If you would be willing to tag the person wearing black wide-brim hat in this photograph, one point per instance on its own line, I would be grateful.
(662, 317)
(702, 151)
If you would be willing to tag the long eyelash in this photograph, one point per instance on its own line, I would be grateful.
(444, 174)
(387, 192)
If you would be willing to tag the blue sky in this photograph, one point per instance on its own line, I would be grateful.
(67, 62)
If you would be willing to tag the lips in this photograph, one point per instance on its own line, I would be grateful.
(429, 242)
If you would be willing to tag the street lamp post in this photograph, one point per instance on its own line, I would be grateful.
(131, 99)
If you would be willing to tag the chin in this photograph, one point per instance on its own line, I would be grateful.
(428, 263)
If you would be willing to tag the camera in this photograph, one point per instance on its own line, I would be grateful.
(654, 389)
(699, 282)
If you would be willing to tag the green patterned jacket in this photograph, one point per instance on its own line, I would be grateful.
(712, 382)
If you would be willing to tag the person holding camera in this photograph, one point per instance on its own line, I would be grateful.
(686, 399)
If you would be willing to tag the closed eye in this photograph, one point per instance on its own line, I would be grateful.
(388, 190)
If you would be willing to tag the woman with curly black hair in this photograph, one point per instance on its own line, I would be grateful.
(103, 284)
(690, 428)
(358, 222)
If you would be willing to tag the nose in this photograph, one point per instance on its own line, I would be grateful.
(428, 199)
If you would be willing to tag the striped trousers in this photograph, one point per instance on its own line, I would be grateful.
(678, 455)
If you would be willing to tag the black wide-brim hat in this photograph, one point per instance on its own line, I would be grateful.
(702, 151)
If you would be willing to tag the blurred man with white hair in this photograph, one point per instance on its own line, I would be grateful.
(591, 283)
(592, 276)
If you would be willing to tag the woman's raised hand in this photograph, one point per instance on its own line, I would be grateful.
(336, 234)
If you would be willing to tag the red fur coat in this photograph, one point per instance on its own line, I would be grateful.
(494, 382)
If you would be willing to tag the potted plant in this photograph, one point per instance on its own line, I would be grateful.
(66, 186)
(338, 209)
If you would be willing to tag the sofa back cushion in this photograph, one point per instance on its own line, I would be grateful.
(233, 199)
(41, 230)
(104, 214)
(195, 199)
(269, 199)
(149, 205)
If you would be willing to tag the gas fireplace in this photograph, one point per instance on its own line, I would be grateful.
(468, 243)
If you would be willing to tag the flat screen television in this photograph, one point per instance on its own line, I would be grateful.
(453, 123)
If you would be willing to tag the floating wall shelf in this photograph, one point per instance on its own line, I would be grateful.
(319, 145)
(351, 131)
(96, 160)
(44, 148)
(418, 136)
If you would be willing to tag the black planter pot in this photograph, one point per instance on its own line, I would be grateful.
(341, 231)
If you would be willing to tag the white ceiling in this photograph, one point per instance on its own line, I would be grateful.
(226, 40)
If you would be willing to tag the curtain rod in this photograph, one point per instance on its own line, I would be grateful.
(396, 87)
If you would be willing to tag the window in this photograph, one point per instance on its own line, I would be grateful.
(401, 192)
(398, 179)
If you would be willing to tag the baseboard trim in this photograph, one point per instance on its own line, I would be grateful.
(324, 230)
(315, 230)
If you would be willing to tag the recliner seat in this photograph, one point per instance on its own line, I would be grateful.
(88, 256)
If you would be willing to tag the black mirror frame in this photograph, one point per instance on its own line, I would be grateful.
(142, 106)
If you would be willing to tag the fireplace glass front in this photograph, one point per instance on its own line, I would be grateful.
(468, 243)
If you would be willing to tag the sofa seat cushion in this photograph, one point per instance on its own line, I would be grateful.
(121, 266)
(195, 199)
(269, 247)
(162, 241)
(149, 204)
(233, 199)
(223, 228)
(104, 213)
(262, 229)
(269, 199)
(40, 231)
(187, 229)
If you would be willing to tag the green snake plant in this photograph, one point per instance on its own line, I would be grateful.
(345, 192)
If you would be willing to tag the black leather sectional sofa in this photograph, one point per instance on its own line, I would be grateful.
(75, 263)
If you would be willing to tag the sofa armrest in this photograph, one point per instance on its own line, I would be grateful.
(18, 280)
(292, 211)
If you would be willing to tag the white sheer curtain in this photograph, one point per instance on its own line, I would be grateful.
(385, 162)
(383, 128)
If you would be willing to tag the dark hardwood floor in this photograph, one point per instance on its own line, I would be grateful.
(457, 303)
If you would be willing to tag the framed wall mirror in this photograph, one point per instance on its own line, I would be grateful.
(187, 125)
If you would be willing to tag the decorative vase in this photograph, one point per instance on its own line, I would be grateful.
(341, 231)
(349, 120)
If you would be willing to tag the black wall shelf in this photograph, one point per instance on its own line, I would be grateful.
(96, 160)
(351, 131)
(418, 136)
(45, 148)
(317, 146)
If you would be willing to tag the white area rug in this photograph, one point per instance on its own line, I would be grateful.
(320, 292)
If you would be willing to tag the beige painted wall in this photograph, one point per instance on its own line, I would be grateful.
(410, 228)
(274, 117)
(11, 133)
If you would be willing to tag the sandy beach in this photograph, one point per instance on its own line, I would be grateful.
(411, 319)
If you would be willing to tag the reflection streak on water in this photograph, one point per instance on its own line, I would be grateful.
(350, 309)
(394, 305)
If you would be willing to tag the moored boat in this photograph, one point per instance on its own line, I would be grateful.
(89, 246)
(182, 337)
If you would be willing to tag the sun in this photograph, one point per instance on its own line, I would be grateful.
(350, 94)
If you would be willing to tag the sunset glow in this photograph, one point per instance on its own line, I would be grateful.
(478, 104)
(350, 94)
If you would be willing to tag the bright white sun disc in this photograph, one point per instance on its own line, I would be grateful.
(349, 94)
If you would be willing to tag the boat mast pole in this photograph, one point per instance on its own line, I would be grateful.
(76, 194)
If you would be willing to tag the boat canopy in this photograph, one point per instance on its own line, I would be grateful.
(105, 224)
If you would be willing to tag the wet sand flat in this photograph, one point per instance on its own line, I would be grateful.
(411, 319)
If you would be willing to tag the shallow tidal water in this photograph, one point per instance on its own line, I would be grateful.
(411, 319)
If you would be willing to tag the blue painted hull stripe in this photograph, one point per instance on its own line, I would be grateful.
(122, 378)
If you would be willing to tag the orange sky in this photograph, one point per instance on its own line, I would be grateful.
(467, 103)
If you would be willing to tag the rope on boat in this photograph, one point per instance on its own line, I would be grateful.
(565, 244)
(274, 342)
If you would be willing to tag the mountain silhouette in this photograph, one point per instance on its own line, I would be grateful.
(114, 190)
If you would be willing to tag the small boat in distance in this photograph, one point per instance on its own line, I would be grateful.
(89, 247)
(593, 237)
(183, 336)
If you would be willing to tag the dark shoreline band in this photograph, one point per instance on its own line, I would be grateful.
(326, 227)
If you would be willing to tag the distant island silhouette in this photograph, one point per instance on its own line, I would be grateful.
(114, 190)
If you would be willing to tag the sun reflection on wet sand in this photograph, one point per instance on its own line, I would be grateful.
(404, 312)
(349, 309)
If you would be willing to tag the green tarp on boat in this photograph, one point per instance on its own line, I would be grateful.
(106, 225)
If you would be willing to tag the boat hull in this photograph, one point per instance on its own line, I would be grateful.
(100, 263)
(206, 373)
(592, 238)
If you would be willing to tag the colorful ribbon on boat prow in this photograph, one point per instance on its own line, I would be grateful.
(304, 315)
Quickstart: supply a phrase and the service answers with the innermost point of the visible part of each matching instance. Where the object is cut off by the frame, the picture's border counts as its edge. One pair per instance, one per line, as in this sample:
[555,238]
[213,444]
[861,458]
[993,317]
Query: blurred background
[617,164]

■ **WORK TO COMPLETE**:
Retype exactly, please, only the lines of the entries that run from the one containing "If you would be willing to tag the dark shoreline" to the last.

■ **FINISHED EXERCISE**:
If you would be willing to tag the dark shoreline band in this photograph, one point per instance on its own line, I would be grateful.
(326, 227)
If you would be willing to tag the distant island silhouette in this photograph, one point per instance on its own line, I would be grateful.
(114, 190)
If you would be willing to tag the sun reflection on wet sand in this photograph, one point per instance on its own line, I would be grateful.
(404, 312)
(349, 309)
If you would be willing to tag the green tarp on boat in this photograph, one point per instance on its own line, I would be grateful.
(106, 225)
If you would be willing to tag the boat hull in this photograph, one point per instance on its own line, I would be grateful.
(100, 263)
(206, 373)
(592, 238)
If you would be willing to tag the colorful ribbon on boat prow in this photograph, one point per instance on its own line, I would be grateful.
(304, 315)
Quickstart: supply a phrase and the service answers with the innermost point of the visible part of each matching instance. Where the object is cut off by the frame, the picture's border counts as its edge. One pair per instance, one per line, as in this sample:
[555,238]
[213,444]
[861,458]
[993,317]
Query: blurred background
[617,164]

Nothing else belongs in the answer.